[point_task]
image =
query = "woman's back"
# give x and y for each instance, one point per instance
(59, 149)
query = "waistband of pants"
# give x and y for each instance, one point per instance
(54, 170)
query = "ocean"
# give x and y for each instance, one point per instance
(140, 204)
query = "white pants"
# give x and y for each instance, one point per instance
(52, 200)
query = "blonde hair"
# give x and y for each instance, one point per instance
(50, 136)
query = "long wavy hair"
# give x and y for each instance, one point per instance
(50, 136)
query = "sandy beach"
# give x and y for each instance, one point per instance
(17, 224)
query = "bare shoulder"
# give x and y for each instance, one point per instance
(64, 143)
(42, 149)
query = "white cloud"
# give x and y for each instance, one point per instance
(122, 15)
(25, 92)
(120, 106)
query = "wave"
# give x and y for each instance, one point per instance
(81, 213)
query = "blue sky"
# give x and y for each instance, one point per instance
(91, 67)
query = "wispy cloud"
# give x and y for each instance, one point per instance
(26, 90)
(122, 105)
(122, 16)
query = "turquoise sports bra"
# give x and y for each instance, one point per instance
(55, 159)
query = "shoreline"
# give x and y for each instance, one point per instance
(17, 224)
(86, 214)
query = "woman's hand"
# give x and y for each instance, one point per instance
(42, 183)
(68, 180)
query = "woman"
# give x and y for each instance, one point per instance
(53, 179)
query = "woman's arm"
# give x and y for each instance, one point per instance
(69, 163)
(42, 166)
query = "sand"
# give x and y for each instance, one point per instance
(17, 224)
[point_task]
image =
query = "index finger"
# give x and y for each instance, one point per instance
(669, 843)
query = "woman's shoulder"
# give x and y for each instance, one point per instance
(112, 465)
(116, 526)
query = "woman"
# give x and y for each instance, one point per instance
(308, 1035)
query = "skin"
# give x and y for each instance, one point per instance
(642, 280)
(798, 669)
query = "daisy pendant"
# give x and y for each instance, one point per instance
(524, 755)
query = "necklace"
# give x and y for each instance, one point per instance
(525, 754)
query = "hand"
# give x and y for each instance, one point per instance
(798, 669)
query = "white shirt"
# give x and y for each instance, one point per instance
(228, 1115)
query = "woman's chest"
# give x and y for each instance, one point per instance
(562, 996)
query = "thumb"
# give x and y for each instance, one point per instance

*****

Written task | Repeat every entry exactly as written above.

Written solution |
[point_task]
image =
query = "woman's back"
# give x and y for each instance, one point per instance
(59, 149)
query = "waistband of pants"
# give x and y for each instance, one point per instance
(54, 170)
query = "ocean"
# give x and y for each instance, one point per instance
(140, 204)
query = "white pants"
# give x and y for each instance, one point per instance
(52, 200)
query = "blonde hair"
# give x and y for each instance, one point per instance
(50, 136)
query = "long wavy hair"
# give x and y for each instance, one point per instance
(50, 136)
query = "sandy beach"
# give x and y for each instance, one point per instance
(17, 224)
query = "bare shoulder"
# give x and y for each instance, one point per instance
(64, 143)
(42, 149)
query = "white cloud"
# give x and y for each instance, one point per instance
(122, 15)
(25, 92)
(120, 106)
query = "wave"
# give x and y for each instance, one point per instance
(81, 213)
query = "blue sky"
# give x and y for each instance, one point per instance
(91, 67)
query = "wispy cloud"
# give x and y for each instance, one point per instance
(26, 90)
(122, 105)
(122, 16)
query = "turquoise sports bra"
# give x and y for each instance, one point per instance
(55, 159)
query = "shoreline"
# give x and y for each instance, one point per instance
(17, 224)
(86, 214)
query = "woman's hand"
# give x and y for each instance, one point per instance
(42, 183)
(68, 180)
query = "woman"
# give x and y for each instance, one point per instance
(53, 179)
query = "woman's arm"
# give x and y for each instance, one point per instance
(69, 163)
(42, 166)
query = "sand"
# give x and y for each instance, one point per instance
(17, 224)
[point_task]
image =
query = "index finger"
# give x and y for each instance, one point per instance
(669, 843)
query = "woman's shoulder"
# give x and y for each instance, one point per instance
(112, 465)
(116, 526)
query = "woman"
# give x and y for each instance, one point per instance
(308, 1035)
query = "skin"
# give x and y for each instance, one point per instance
(642, 280)
(798, 669)
query = "daisy pendant"
# give x and y for each instance, one point per instance
(524, 755)
query = "necklace"
# give x and y for each instance, one point per instance
(525, 754)
query = "hand"
# give x and y for each instance, one point per instance
(798, 669)
query = "white shirt"
# give x and y for each instance, one point per instance
(228, 1115)
query = "woman's chest"
# give x and y for each instance, one point per instance
(562, 996)
query = "thumb"
# give x and y for each instance, one point per instance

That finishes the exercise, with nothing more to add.